Gananath Obeyesekere is Emeritus Professor of Anthropology at Princeton University and has done much work in his home country of Sri Lanka. His research focuses on psychoanalysis and anthropology and the ways in which personal symbolism is related to religious experience, in addition to the European voyages of discovery to Polynesia in the 18th century and after, and the implications of these voyages for the development of ethnography. His books include Land Tenure in Village Ceylon, Medusa's Hair, The Cult of the Goddess Pattini, Buddhism Transformed (coauthor), The Work of Culture, The Apotheosis of Captain Cook: European Mythmaking in the Pacific, and Making Karma.

Career
Professor Obeyesekere completed a B.A. in English (1955) at the University of Ceylon, Peradeniya, followed by an M.A. (1958) and Ph.D (1964) at the University of Washington. Before his appointment to Princeton, Obeyesekere held teaching positions at the University of Ceylon, the University of Washington and the University of California, San Diego. He was Chair of the Princeton University Anthropology Department and a Professor from 1980 to the year 2000 when he retired. He has received several academic awards, the most recent being the Thomas H. Huxley medal by the Royal Anthropological Institute in recognition of his scholarly contributions to the discipline.

> [Directions] Summarize the passage about Gananath Obeyesekere in two sentences. The items are separate material and have no connection to the passage.

> [Raw data]
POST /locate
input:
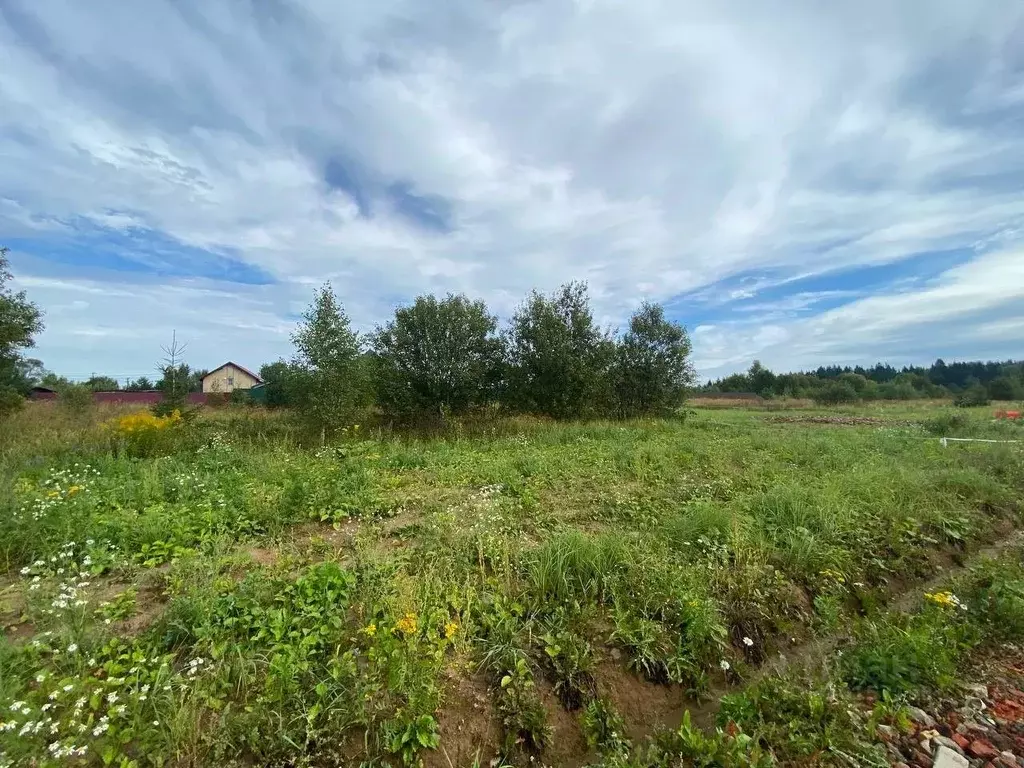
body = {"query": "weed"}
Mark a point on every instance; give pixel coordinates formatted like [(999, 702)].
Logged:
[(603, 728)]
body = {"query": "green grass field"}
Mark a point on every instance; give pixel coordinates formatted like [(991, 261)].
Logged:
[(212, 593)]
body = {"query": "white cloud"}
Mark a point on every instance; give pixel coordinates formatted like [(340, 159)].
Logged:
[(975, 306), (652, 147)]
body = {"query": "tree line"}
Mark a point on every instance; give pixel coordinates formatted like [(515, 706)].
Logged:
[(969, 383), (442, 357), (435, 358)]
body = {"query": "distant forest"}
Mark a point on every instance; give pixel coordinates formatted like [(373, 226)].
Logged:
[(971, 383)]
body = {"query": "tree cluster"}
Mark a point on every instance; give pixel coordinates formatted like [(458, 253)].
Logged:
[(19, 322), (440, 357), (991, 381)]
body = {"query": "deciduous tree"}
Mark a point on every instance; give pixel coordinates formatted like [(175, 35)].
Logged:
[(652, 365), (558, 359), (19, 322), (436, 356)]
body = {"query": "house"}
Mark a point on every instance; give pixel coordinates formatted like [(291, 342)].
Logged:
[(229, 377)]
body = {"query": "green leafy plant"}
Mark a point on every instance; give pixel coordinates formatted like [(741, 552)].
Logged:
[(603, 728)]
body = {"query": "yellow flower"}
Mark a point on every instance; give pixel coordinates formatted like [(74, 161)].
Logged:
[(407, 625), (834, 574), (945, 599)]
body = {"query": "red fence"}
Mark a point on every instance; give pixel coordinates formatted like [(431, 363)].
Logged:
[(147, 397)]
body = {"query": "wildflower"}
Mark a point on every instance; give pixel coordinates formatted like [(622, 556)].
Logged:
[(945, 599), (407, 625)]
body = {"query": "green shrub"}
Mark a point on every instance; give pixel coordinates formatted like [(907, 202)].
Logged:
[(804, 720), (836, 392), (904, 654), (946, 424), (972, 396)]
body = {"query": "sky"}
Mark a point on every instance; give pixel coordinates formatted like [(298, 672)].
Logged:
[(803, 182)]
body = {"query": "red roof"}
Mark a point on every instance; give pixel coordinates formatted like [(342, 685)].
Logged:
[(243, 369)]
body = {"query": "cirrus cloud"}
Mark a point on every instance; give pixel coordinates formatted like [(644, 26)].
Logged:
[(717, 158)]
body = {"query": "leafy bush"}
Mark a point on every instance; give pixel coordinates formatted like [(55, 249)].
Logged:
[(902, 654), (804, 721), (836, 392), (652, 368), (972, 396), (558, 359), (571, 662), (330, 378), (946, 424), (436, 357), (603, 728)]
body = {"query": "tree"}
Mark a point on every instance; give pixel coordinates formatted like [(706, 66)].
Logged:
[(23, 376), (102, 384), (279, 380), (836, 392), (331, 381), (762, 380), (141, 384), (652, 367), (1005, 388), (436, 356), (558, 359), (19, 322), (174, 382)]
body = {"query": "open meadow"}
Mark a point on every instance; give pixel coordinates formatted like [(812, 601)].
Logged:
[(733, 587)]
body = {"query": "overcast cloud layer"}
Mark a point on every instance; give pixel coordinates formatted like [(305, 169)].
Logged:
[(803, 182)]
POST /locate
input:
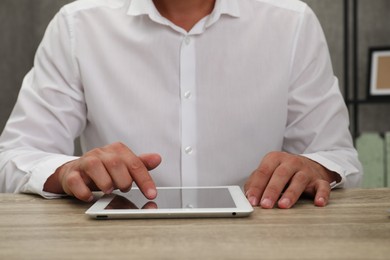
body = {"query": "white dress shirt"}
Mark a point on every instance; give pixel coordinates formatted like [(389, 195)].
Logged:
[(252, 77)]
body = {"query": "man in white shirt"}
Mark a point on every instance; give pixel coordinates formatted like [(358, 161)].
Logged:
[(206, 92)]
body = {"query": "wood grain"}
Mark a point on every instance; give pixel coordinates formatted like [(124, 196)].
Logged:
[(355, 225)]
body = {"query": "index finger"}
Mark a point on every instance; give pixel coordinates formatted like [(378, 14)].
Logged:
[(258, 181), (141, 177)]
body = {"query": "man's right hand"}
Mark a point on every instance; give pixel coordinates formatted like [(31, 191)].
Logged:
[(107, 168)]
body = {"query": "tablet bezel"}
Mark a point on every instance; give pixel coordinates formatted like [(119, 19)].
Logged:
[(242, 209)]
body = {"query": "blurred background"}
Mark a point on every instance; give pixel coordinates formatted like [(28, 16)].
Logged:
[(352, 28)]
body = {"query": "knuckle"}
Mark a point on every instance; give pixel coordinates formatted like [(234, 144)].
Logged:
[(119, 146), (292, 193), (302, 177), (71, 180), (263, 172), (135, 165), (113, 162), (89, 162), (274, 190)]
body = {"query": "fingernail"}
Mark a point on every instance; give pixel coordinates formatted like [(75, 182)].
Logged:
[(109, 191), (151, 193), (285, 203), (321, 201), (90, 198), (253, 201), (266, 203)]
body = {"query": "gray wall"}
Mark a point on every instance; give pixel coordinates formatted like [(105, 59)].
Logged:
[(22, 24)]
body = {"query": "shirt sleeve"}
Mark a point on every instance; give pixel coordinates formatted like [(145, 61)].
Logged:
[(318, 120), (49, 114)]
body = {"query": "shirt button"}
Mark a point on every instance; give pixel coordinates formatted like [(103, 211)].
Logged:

> [Reply] Gananath Obeyesekere is Emeritus Professor of Anthropology at Princeton University, and his research covers psychoanalysis and anthropology, the relation of personal symbolism to religious experience, and the European voyages to Polynesia and their implications for ethnography. He earned degrees at the University of Ceylon and the University of Washington and taught at several universities before chairing Princeton's anthropology department until he retired in 2000, and his most recent award is the Royal Anthropological Institute's Thomas H. Huxley medal.